Document segment: Begin

The Gospel Coalition has announced the launch of The Keller Center for Cultural Apologetics, a new initiative designed to help pastors, young people and other Christian leaders adapt to a “post-Christendom culture.”
Inspired by the legacy of the TGC co-founder, The Keller Center has the stated aim of raising up and supporting “a new generation of bold evangelists and effective apologists who will communicate the unchanging Gospel for a changing world.”
“How do you win people to Christ in a post-Christian era? The Church doesn’t have any idea how to do it,” Keller says in a video announcing the initiative.
“The way the Keller Center is seeking to address this is, want to raise up a new generation of younger thinkers and ministers and leaders who are able to do evangelism and cultural apologetics in a post-Christendom situation.”
If the new center is successful, Keller said the “new generation” of thinkers and scholars will produce “great cultural apologetics in a compelling way to secular people, very secular people, the Church itself will start to translate this content.”
“You’ll find all sorts of platforms and vehicles for the content that the Keller Center is producing,” he said. “And if that happens, the reversal of the decline of the Evangelical Church in this country will take place.”
Many younger people are leaving the Evangelical Church partly because the Church doesn’t know how to “protect our own young people from the narrative and arguments and messages of our secular culture,” Keller added. Training in apologetics will also help strengthen the faith of younger Christians, he said.
“The Keller Center will not just do evangelism; it’ll do formation,” he said. “I think it also, 20 years from now, hopefully, it’ll close that back door so that more young people are coming into the Church than are leaving. And that’s our hope for what change and difference the Keller Center could make to the Church.”
Collin Hansen, TGC’s vice president for content, serves as executive director of the center. Michael Graham serves as the director. Fellows include Sam Allberry, Josh Butler, Sam Chan and others.
Throughout his ministry, Keller, the founder of Redeemer Presbyterian Church in New York City, has championed planting churches in urban areas through Redeemer City to City and popularized the term “Gospel-centered churches.”
“If there’s a sense in which Evangelical Christians are eager to participate in the work of Gospel-centered church planting, especially in cities, that’s Tim Keller more than anybody else,” Hansen, who recently authored a book on Keller’s spiritual formation, told The Christian Post.
The pastor popularized the idea “that our churches need to stay focused on the Gospel, that the Gospel applies to all of life, including our work and how we treat the poor and how we love our neighbors, all those sorts of things, and then doing it in an urban context,” Hansen said.

Document segment: End

_Description of the task_
Continue the article above about the Keller Center for Cultural Apologetics, starting after its final sentence.

Stored data: Begin

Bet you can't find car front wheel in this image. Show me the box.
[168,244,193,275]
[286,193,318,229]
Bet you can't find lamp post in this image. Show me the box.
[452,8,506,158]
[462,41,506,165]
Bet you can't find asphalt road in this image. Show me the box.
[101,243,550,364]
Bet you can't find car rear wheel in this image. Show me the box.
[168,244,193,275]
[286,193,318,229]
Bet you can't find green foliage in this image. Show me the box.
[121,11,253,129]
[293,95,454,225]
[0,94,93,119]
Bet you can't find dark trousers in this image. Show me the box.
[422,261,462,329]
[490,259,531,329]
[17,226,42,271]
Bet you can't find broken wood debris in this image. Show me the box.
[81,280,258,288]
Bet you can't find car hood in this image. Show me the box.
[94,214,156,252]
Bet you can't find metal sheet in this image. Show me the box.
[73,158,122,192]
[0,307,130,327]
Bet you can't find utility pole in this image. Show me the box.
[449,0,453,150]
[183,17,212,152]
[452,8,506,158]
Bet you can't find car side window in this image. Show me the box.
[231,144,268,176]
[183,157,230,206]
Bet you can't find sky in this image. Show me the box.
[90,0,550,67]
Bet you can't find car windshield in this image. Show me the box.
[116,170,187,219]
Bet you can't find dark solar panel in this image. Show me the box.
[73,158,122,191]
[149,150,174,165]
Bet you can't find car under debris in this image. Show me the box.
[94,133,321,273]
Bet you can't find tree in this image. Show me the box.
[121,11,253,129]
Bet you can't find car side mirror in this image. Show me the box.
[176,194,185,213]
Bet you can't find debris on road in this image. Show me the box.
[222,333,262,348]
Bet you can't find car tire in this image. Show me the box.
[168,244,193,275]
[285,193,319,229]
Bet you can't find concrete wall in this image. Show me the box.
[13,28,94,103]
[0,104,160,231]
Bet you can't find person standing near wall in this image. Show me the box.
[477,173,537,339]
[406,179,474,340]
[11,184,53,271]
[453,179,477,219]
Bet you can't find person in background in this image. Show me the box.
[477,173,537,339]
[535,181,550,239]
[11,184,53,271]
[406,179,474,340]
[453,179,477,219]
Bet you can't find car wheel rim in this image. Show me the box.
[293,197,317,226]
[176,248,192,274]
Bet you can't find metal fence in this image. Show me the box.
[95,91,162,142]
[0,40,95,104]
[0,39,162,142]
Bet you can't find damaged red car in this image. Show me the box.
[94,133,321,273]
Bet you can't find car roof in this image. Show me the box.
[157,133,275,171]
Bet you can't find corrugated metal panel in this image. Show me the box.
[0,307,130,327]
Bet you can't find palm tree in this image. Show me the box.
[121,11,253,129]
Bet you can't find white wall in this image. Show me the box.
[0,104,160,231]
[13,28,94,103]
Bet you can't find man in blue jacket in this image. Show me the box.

Stored data: End

_Final answer_
A recent study from the Pew Research Center found that three in 10 Americans identify as “religiously unaffiliated” as the share of Americans who identify as Christians has steadily declined in recent decades. The center surmised that based on the trends, Americans will “continue” to grow less religious in the future.
Hansen told Religion News Service that the center’s work will be informed by a national survey of people who have left churches, conducted in partnership with political scientists Ryan Burge, a Baptist pastor and professor at Eastern Illinois University, and professor Paul Djupe of Denison University, who both study the changing religious landscape.
The study findings will be published in a forthcoming book, The Great Dechurching, co-written by Keller Center staffer Graham.
“In summary, The Keller Center for Cultural Apologetics helps Christians show unbelievers the truth, goodness, and beauty of the gospel as the only hope that fulfills our deepest longings,” the website notes.
“We want to train Christians — everyone from pastors to parents to professors — to boldly share the good news of Jesus Christ in a way that clearly communicates to this secular age.”
Keller was diagnosed with stage 4 pancreatic cancer in May 2020 and is undergoing immunotherapy. He told CP the treatments have kept his cancer at bay, keeping him “exactly where I was two-and-a-half years ago when I got the cancer diagnosis.”
Since his diagnosis, Keller has continued to write and teach, sharing biblical wisdom surrounding topics like race, social relationships, systemic injustice and sexuality.
Hansen told CP that Keller has “plenty of other things he wants to write,” adding: “We’ve been praying all along for a good another decade of energetic ministry.”